* _CHALLENGE 1_: Find every line in the listing that contains the string "tree", matching case exactly, and copy those lines.

* _EXCERPTED TEXT_:

╭──

Supply Markets are the starting point for Supply Chains

Roger OakdenProcurement, Supply Chains & Supply Networks

Supply Market

Why consider supply markets?

The supply market for an important item should be the starting point for developing the sourcing strategy; identifying the potential effects on your organisation. This requires a comprehensive knowledge of relevant markets.

Analysis of a supply market can assist sourcing decisions through identifying:

  • Constraints and potential threats related to an item, including trade influencing actions undertaken by governments
  • The influence of financial markets, exchange rates and price trends on final product costs
  • Security of supply issues, including conflict materials
  • Potential alternative sources of supply
  • Technology developments, including potential alternative materials

The diagram below illustrates the nodes (and associated links) where supply markets can exist in a supply chain. These markets are likely to be a mix of international and domestic organisations.

Supply markets at nodes in Supply Chains

Knowledge of the structure and activities within the Extended supply chain (outwards from tier 2 suppliers) enables Procurement specialists to better negotiate effective contracts with Core (tier 1) suppliers. These can take account of market risks (including possible future delays caused by material shortage and transport bottlenecks) for the item and its materials.

╰──

* _CHALLENGE 2_: According to the page on supply markets, what should be the starting point for developing the sourcing strategy for an important item?

* _MATERIAL SHOWN_:
╭──

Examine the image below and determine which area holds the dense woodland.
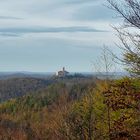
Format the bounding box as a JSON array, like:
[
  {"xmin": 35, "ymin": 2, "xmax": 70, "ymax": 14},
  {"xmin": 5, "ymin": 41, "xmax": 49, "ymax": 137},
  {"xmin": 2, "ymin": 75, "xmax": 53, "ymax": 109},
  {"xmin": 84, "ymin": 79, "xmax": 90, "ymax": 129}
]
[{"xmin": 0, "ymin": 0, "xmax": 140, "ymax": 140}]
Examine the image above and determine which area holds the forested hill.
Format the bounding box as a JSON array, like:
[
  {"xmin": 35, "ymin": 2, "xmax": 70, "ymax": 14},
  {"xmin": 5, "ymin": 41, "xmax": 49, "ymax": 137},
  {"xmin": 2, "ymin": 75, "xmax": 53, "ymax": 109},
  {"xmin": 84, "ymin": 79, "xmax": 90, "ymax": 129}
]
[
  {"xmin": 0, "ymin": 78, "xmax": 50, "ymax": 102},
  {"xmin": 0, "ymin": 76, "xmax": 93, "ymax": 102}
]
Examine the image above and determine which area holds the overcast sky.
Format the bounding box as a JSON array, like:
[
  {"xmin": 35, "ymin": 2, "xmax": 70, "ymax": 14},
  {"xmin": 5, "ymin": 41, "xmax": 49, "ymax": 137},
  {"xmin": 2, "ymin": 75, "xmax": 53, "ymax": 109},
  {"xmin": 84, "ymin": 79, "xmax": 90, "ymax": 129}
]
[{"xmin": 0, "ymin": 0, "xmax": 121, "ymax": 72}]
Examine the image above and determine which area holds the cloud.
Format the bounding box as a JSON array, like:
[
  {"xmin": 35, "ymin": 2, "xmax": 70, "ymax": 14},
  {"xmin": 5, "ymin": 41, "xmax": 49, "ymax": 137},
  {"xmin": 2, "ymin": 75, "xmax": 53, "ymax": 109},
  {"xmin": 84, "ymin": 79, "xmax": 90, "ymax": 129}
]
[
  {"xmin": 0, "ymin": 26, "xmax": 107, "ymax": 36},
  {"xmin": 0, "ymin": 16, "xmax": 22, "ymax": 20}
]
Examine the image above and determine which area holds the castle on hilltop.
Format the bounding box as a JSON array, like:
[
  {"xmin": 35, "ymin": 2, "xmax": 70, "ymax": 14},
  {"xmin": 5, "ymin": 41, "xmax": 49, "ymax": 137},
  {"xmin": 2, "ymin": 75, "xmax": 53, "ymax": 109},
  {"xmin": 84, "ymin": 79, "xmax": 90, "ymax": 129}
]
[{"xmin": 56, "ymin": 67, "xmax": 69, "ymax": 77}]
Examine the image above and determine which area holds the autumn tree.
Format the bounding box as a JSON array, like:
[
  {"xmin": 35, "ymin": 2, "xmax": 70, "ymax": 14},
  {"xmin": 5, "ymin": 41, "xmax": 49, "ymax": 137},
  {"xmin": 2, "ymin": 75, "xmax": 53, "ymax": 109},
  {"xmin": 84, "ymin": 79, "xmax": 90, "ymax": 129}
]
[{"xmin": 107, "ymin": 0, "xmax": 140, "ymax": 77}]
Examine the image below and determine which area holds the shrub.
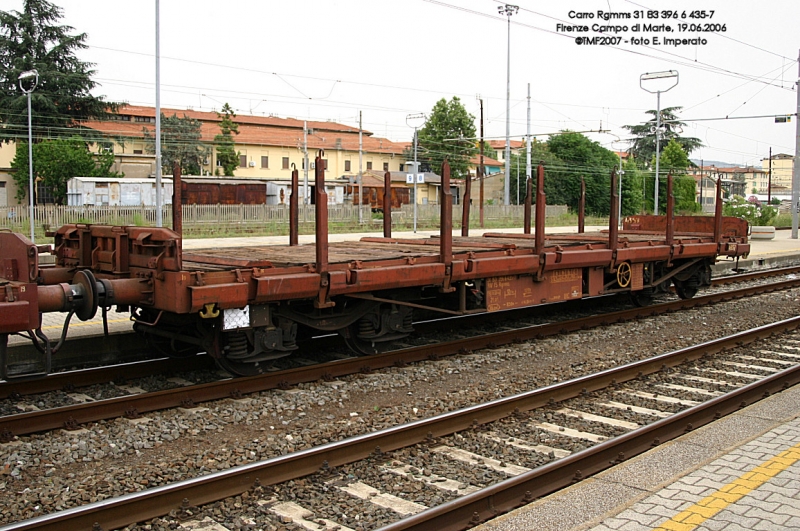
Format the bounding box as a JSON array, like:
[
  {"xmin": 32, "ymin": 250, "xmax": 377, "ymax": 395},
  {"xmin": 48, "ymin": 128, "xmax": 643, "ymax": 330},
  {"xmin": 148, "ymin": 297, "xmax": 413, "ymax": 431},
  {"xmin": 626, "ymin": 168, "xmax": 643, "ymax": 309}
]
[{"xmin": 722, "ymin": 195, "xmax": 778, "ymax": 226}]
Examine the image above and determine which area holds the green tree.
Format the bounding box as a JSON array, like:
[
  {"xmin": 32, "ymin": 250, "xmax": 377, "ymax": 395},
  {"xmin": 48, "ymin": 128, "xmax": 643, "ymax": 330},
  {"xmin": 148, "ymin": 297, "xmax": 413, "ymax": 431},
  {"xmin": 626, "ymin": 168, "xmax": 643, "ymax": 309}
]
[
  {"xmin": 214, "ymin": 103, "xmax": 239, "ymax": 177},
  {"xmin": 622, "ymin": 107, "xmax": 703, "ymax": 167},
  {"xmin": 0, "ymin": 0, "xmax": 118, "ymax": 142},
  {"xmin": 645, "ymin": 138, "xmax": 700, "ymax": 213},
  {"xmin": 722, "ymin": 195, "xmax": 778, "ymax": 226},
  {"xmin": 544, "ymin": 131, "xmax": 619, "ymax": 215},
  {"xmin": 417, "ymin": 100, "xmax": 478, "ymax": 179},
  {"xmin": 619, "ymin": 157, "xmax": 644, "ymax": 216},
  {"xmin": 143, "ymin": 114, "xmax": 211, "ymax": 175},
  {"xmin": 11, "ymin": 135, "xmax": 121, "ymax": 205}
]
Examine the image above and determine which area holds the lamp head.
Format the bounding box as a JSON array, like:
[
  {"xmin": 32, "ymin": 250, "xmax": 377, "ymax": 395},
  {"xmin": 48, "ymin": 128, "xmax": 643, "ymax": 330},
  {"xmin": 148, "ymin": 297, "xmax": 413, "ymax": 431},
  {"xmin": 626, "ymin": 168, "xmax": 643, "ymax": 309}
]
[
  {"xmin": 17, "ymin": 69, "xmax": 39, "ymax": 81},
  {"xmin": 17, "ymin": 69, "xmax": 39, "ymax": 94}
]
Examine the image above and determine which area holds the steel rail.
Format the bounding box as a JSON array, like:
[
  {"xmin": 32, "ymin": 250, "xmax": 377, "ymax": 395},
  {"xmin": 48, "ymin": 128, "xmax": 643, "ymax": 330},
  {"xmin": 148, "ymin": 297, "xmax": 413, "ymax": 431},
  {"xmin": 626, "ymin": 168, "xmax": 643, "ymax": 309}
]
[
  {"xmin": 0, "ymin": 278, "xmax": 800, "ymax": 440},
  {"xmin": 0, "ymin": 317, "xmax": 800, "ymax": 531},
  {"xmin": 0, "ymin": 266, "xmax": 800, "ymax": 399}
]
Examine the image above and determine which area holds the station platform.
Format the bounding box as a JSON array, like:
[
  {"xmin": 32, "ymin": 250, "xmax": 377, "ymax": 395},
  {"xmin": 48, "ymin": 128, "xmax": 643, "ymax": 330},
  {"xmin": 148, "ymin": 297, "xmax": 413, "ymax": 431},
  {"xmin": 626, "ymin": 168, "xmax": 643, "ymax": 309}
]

╰──

* _WRITTEN ANSWER 1_:
Examine the image above and determine which area holds the autumn tree.
Examine the image above and determine which area holds the green tree.

* _WRITTEN ANSWER 2_: The supply market for that item.